Record set Start Marker

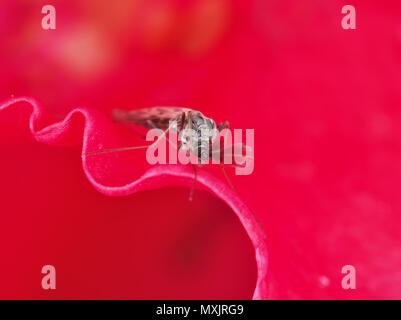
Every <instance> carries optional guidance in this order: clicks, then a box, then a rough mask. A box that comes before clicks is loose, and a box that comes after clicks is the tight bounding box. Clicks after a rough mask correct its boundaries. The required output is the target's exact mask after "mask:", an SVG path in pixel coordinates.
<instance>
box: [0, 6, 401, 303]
mask: <svg viewBox="0 0 401 320" xmlns="http://www.w3.org/2000/svg"><path fill="white" fill-rule="evenodd" d="M45 4H48V3H47V2H42V1H29V2H28V1H11V0H10V1H8V0H3V1H2V3H1V5H0V39H1V41H0V70H1V78H0V98H1V99H4V100H5V99H7V98H9V97H10V96H11V95H14V96H20V95H24V96H33V97H35V98H36V99H38V100H39V101H41V102H42V104H43V105H44V106H46V109H47V110H48V111H49V112H50V113H51V114H52V115H53V116H54V117H55V118H57V119H59V118H62V117H63V116H65V115H66V114H67V113H68V111H70V110H72V109H73V108H75V107H77V106H88V107H90V108H92V109H97V110H99V111H101V112H102V113H104V114H106V115H107V114H108V113H109V112H110V110H112V109H114V108H126V109H129V108H140V107H150V106H155V105H178V106H188V107H192V108H195V109H198V110H200V111H202V112H203V113H204V114H206V115H208V116H210V117H212V118H214V119H216V120H217V121H224V120H228V121H230V124H231V126H232V127H233V128H243V129H245V128H253V129H255V171H254V173H253V174H252V175H250V176H235V177H233V180H234V184H235V185H236V187H237V189H238V191H239V194H240V195H241V198H242V199H243V200H244V201H245V202H246V203H247V204H248V205H249V207H251V208H252V210H253V211H254V212H255V214H256V215H257V216H258V218H259V219H260V220H261V222H262V225H263V228H264V230H265V233H266V235H267V238H266V241H267V245H268V250H269V266H268V278H267V282H268V283H267V285H268V288H269V297H270V298H285V299H288V298H289V299H296V298H303V299H305V298H315V299H316V298H324V299H326V298H331V299H353V298H363V299H366V298H401V292H400V288H401V273H400V264H401V255H400V249H399V248H400V245H401V239H400V235H399V234H400V232H399V225H400V220H401V218H400V209H401V200H400V197H399V190H400V187H401V165H400V158H401V148H400V142H401V141H400V140H401V132H400V128H401V127H400V113H401V112H400V110H401V109H400V102H401V90H400V89H401V88H400V87H401V63H400V59H401V55H400V49H401V25H400V23H399V21H400V12H401V11H400V9H401V8H400V5H399V2H397V1H386V2H385V3H379V2H377V1H353V2H352V3H348V2H344V1H334V0H333V1H330V2H329V3H325V2H322V1H312V0H308V1H302V2H301V1H296V0H294V1H291V0H286V1H282V0H281V1H279V0H271V1H268V0H254V1H239V0H238V1H236V0H232V1H229V0H191V1H179V0H177V1H141V0H137V1H125V0H121V1H118V2H115V1H114V2H110V1H95V0H93V1H87V0H85V1H52V3H51V4H53V5H54V6H55V7H56V10H57V29H56V30H52V31H45V30H43V29H42V28H41V19H42V17H43V15H42V14H41V8H42V6H43V5H45ZM345 4H352V5H354V6H355V8H356V11H357V17H356V18H357V29H356V30H343V29H342V28H341V19H342V17H343V15H342V14H341V7H342V6H343V5H345ZM17 108H18V111H17ZM24 108H26V109H25V110H24ZM26 110H27V111H26ZM28 116H29V108H27V107H26V106H16V108H12V109H7V110H5V111H2V112H1V113H0V146H1V151H0V179H1V180H0V188H1V190H0V199H1V201H0V202H1V205H0V257H1V258H0V259H1V264H0V297H1V298H251V297H252V294H253V290H254V287H255V281H256V280H255V279H256V267H255V261H254V260H255V259H254V251H253V247H252V245H251V243H250V241H249V239H248V238H247V235H246V234H245V232H244V230H243V227H242V226H241V224H240V223H239V221H238V219H237V218H236V217H235V216H234V214H233V213H232V211H231V209H229V208H228V207H227V205H226V204H224V203H223V202H222V201H220V200H218V199H216V198H215V197H213V196H212V195H210V194H208V193H207V192H205V191H199V192H197V193H196V197H195V201H194V202H193V203H188V202H187V195H188V189H185V188H164V189H160V190H154V191H147V192H140V193H137V194H133V195H130V196H127V197H123V198H114V197H106V196H104V195H101V194H100V193H98V192H97V191H95V190H94V189H93V187H92V186H91V185H90V183H89V182H88V181H87V179H86V177H85V176H84V174H83V170H82V166H81V159H80V148H79V147H61V146H60V147H54V146H45V145H42V144H40V143H38V142H35V141H34V139H33V138H32V136H31V134H30V132H29V130H28ZM132 165H133V166H134V165H136V164H134V163H133V164H132ZM105 170H107V168H105ZM130 170H131V169H130ZM138 170H139V169H138ZM203 170H208V169H207V168H205V169H203ZM231 173H232V172H231ZM218 174H219V173H218V171H216V175H218ZM232 176H233V174H232ZM220 178H221V179H222V177H221V176H220ZM45 264H52V265H54V266H55V267H56V270H57V289H56V290H54V291H45V290H42V289H41V287H40V281H41V278H42V274H41V273H40V270H41V267H42V266H43V265H45ZM348 264H351V265H353V266H355V268H356V272H357V289H356V290H343V289H342V288H341V279H342V276H343V275H342V274H341V268H342V266H344V265H348Z"/></svg>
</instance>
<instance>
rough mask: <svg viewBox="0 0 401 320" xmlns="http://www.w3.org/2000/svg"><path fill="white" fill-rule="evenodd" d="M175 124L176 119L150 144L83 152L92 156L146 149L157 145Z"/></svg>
mask: <svg viewBox="0 0 401 320" xmlns="http://www.w3.org/2000/svg"><path fill="white" fill-rule="evenodd" d="M173 124H174V121H173V122H172V123H171V124H170V125H169V127H168V128H167V129H166V130H165V131H163V133H162V134H161V135H160V136H159V137H158V138H157V140H156V141H155V142H153V143H152V144H150V145H147V146H135V147H126V148H116V149H106V150H100V151H95V152H86V153H83V155H84V156H91V155H95V154H100V153H109V152H118V151H127V150H135V149H144V148H149V147H151V146H153V145H156V144H157V143H158V142H159V141H160V139H162V138H163V137H165V136H166V133H167V132H168V131H169V130H170V129H171V127H172V125H173Z"/></svg>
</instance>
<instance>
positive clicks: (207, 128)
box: [85, 107, 265, 237]
mask: <svg viewBox="0 0 401 320" xmlns="http://www.w3.org/2000/svg"><path fill="white" fill-rule="evenodd" d="M114 120H115V121H116V122H119V123H126V124H133V125H136V126H140V127H143V128H146V129H160V130H162V131H163V133H162V134H161V135H160V136H159V137H158V138H157V140H156V141H155V142H154V143H153V144H152V145H155V144H157V143H158V141H159V140H160V139H162V138H163V137H165V138H166V139H168V138H167V136H166V135H167V132H168V131H169V130H172V129H173V130H175V131H177V132H178V134H179V139H178V145H177V149H178V150H181V151H184V152H186V154H187V156H188V157H189V156H190V155H191V154H192V155H195V156H196V157H197V158H198V160H201V161H202V160H210V159H212V158H214V157H215V155H216V153H217V156H218V157H219V160H220V164H221V170H222V171H223V174H224V176H225V178H226V180H227V182H228V184H229V185H230V187H231V188H232V189H233V190H234V191H235V188H234V186H233V184H232V183H231V180H230V179H229V177H228V175H227V173H226V171H225V169H224V162H223V161H221V160H222V159H221V152H220V151H221V148H220V144H218V150H215V149H213V145H214V144H213V141H215V140H216V139H220V134H219V133H220V132H222V131H223V130H225V129H226V132H225V133H227V130H228V128H229V123H228V122H227V121H226V122H223V123H220V124H216V122H215V121H214V120H213V119H211V118H208V117H206V116H204V115H203V114H202V113H201V112H200V111H196V110H193V109H189V108H180V107H154V108H146V109H138V110H132V111H123V110H114ZM225 140H226V134H225V135H224V148H225V147H226V144H225V142H226V141H225ZM150 146H151V145H146V146H133V147H125V148H117V149H108V150H100V151H95V152H88V153H85V155H95V154H101V153H108V152H118V151H126V150H135V149H141V148H149V147H150ZM242 146H243V147H246V146H244V145H241V147H242ZM230 150H231V151H232V149H230ZM240 150H241V152H242V149H240ZM216 151H218V152H216ZM223 151H225V149H223ZM201 161H198V163H199V165H200V163H201ZM190 163H191V166H192V168H193V170H194V183H193V186H192V188H191V191H190V195H189V200H190V201H191V200H192V199H193V194H194V190H195V187H196V180H197V169H196V166H194V164H193V163H192V162H191V161H190ZM232 165H234V166H236V164H232ZM249 210H250V209H249ZM250 211H251V210H250ZM251 213H252V215H253V216H254V218H255V220H256V222H257V224H258V226H259V228H260V230H261V232H262V234H263V236H264V237H265V233H264V231H263V228H262V226H261V224H260V222H259V220H258V219H257V217H256V216H255V214H254V213H253V212H252V211H251Z"/></svg>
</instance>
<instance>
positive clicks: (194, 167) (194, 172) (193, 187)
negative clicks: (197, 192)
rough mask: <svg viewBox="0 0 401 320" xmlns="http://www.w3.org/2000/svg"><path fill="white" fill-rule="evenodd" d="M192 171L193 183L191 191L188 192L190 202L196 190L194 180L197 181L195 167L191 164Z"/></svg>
mask: <svg viewBox="0 0 401 320" xmlns="http://www.w3.org/2000/svg"><path fill="white" fill-rule="evenodd" d="M191 166H192V169H194V183H193V184H192V188H191V191H190V192H189V199H188V200H189V201H192V199H193V197H194V193H195V189H196V180H197V179H198V170H197V169H196V166H195V165H194V164H193V163H192V162H191Z"/></svg>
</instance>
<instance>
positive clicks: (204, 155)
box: [180, 111, 217, 161]
mask: <svg viewBox="0 0 401 320" xmlns="http://www.w3.org/2000/svg"><path fill="white" fill-rule="evenodd" d="M190 128H191V129H190ZM216 136H217V129H216V123H215V122H214V120H212V119H210V118H207V117H205V116H204V115H203V114H202V113H200V112H198V111H196V112H192V113H191V115H190V117H189V118H188V121H187V122H186V123H185V125H184V127H183V129H182V130H181V132H180V141H181V150H182V151H184V152H187V151H188V150H189V151H190V152H191V153H192V154H194V155H195V156H197V157H198V158H200V160H201V161H207V160H209V158H210V155H209V150H210V148H209V146H210V143H211V142H213V140H214V139H215V138H216Z"/></svg>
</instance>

Record set End Marker

# Task details
Each line, starting with the one that holds "positive clicks: (194, 167)" and ending with the last line of the listing, is to be restated exactly.

# Solution to this task
positive clicks: (194, 167) (194, 172) (193, 187)
negative clicks: (197, 192)
rough mask: <svg viewBox="0 0 401 320" xmlns="http://www.w3.org/2000/svg"><path fill="white" fill-rule="evenodd" d="M192 171L193 183L191 191L188 192L190 202L196 190L194 180L197 181L195 167L191 164Z"/></svg>
mask: <svg viewBox="0 0 401 320" xmlns="http://www.w3.org/2000/svg"><path fill="white" fill-rule="evenodd" d="M191 166H192V169H194V183H193V184H192V188H191V191H190V192H189V199H188V200H189V201H192V199H193V197H194V193H195V189H196V180H197V179H198V170H197V169H196V166H195V165H194V164H193V163H192V162H191Z"/></svg>
</instance>
<instance>
positive clicks: (204, 155)
box: [180, 111, 217, 161]
mask: <svg viewBox="0 0 401 320" xmlns="http://www.w3.org/2000/svg"><path fill="white" fill-rule="evenodd" d="M190 128H191V129H190ZM216 136H217V129H216V123H215V122H214V120H212V119H210V118H207V117H205V116H204V115H203V114H202V113H200V112H198V111H196V112H192V113H191V115H190V117H189V118H188V121H187V122H186V123H185V125H184V127H183V129H182V130H181V132H180V141H181V150H182V151H184V152H187V151H188V150H189V151H190V152H191V153H192V154H194V155H195V156H197V157H198V158H200V160H201V161H207V160H209V158H210V155H209V150H210V148H209V146H210V143H211V142H213V140H214V139H215V138H216Z"/></svg>
</instance>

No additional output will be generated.